RECORDS:

====

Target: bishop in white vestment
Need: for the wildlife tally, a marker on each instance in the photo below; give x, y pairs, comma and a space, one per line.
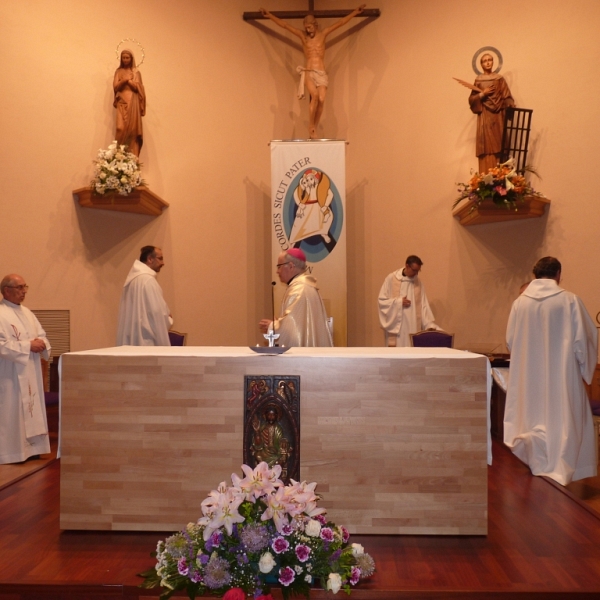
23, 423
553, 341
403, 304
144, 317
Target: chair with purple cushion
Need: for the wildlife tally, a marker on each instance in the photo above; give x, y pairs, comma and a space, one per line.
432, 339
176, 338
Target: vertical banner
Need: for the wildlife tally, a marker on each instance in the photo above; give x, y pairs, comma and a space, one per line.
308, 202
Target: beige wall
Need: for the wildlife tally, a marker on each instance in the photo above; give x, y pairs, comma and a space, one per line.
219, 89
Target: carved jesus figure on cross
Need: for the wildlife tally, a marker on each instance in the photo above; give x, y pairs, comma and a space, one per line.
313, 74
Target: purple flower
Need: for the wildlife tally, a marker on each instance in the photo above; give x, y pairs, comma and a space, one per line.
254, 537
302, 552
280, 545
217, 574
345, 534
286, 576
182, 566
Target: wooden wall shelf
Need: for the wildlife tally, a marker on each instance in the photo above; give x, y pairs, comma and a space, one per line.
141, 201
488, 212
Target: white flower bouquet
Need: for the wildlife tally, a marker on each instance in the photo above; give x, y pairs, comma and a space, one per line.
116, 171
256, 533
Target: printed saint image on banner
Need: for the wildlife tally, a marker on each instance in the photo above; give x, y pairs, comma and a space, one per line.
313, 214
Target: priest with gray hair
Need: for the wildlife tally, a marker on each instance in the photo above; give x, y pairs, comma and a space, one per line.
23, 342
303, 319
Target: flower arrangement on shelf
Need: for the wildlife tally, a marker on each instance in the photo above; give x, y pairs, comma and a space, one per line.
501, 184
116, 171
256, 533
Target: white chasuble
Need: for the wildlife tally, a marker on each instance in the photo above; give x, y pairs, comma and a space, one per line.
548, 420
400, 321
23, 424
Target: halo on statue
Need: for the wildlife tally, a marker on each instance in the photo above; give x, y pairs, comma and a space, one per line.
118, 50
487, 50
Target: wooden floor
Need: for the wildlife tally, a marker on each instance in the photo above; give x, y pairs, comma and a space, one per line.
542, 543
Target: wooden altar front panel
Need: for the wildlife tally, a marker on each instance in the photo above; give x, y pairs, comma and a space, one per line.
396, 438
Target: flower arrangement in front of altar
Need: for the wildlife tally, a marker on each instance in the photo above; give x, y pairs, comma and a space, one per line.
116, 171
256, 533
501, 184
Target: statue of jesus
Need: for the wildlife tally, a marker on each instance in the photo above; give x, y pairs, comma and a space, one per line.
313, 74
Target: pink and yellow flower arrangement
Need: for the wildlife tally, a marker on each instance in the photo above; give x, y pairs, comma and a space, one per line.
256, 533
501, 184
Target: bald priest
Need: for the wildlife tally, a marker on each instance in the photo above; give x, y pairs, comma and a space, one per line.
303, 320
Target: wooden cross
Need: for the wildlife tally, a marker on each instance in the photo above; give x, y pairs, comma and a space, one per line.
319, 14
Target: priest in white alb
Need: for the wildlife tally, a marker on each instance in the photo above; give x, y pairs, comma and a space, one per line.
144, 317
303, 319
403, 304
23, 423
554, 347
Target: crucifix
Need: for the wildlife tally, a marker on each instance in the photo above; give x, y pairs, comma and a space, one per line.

====

Where a line in the records above contains the word "purple", include it in the count; state the total and nothing more.

SOLUTION TO THIS PROBLEM: 2